--- Records shown ---
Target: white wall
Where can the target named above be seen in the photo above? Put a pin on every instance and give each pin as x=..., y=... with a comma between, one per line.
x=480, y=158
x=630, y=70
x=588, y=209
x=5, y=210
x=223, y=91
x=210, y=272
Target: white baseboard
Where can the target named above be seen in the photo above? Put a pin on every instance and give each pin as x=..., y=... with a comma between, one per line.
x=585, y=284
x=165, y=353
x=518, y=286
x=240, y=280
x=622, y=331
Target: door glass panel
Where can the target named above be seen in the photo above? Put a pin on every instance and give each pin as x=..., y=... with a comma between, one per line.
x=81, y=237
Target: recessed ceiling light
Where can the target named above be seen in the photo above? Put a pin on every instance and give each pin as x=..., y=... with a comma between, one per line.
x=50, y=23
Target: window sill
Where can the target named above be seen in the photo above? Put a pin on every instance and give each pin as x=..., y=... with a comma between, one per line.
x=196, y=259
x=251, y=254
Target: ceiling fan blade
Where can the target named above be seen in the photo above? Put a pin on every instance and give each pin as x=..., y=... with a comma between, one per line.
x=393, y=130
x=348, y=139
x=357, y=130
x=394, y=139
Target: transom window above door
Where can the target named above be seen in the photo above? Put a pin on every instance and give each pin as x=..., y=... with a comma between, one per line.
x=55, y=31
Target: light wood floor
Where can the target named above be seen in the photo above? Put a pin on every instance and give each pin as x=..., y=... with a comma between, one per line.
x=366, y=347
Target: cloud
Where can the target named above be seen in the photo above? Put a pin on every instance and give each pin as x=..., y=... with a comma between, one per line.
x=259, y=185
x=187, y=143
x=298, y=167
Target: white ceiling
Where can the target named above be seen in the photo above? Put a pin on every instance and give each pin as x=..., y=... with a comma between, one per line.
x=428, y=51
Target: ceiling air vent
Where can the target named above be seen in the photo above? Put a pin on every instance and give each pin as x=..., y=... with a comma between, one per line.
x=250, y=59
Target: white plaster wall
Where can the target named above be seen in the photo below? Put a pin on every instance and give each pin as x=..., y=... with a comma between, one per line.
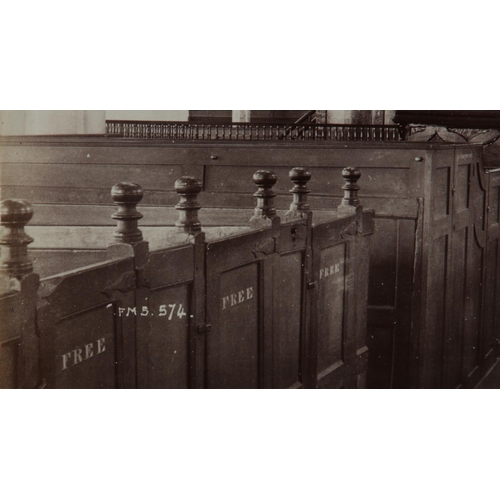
x=151, y=115
x=52, y=122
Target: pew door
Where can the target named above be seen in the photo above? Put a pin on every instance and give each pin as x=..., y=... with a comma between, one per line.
x=239, y=281
x=290, y=318
x=339, y=306
x=86, y=327
x=166, y=337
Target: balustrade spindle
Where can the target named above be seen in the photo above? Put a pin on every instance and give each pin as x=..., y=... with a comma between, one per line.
x=14, y=261
x=188, y=188
x=299, y=208
x=127, y=195
x=264, y=211
x=350, y=202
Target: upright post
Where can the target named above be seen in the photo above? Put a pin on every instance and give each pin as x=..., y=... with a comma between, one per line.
x=188, y=188
x=127, y=195
x=299, y=207
x=350, y=203
x=14, y=261
x=264, y=211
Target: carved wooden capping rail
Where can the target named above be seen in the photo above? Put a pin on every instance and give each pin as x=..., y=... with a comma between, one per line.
x=265, y=308
x=253, y=131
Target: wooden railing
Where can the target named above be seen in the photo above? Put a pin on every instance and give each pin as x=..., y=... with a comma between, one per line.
x=253, y=131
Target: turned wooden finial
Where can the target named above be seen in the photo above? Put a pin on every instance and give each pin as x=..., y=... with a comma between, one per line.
x=265, y=180
x=350, y=202
x=14, y=261
x=299, y=207
x=127, y=195
x=187, y=188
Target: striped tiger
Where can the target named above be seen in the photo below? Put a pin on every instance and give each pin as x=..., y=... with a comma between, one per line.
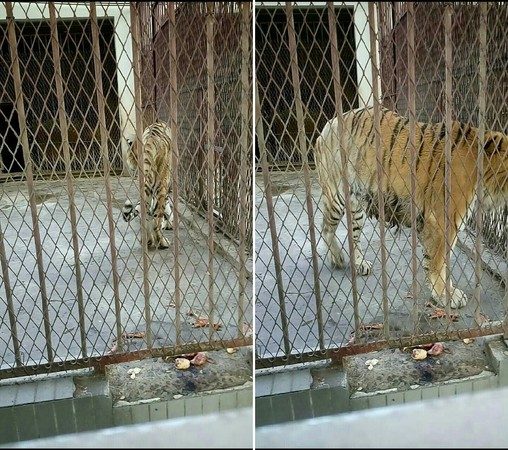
x=358, y=141
x=157, y=172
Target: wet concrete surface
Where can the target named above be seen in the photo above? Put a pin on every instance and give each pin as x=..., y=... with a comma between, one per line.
x=159, y=378
x=323, y=305
x=396, y=368
x=87, y=314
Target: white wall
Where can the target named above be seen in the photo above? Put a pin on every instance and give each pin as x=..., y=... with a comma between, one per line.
x=120, y=12
x=362, y=39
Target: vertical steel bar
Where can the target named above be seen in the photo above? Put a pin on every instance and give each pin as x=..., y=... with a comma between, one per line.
x=302, y=141
x=136, y=53
x=379, y=162
x=245, y=157
x=271, y=223
x=413, y=153
x=173, y=101
x=10, y=304
x=210, y=137
x=448, y=146
x=482, y=88
x=62, y=118
x=337, y=87
x=18, y=90
x=107, y=169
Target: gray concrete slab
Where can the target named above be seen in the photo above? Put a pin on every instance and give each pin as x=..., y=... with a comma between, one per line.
x=92, y=327
x=300, y=301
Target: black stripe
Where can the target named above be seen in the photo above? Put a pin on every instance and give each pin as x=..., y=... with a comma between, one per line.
x=354, y=124
x=460, y=134
x=488, y=144
x=423, y=128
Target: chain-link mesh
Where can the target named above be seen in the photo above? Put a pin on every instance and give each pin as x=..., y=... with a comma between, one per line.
x=424, y=61
x=78, y=287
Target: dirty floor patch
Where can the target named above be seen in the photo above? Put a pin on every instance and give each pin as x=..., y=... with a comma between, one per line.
x=159, y=378
x=396, y=368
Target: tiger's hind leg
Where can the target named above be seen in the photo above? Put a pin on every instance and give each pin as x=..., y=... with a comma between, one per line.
x=159, y=218
x=363, y=267
x=167, y=221
x=333, y=212
x=434, y=247
x=332, y=215
x=130, y=212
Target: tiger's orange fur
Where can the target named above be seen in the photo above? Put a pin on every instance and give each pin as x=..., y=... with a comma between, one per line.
x=156, y=165
x=358, y=140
---
**The task**.
Copy out the lines from the one containing "Target: tiger's hind leg" through the end of the records, reproducing them without any change.

**Written response**.
Target: tiger's hind leg
Where can the target named above be seen in the photo above? Put a pin on every instance and give each pin as x=..., y=... with a comma between, one per line.
x=159, y=218
x=363, y=267
x=167, y=221
x=333, y=212
x=434, y=247
x=332, y=215
x=130, y=212
Target: tiger's orange fur
Where can the target named above be seen in the photo above? Put a pin on every instance and give each pin as x=..., y=... with a comma between, one per line.
x=156, y=165
x=358, y=140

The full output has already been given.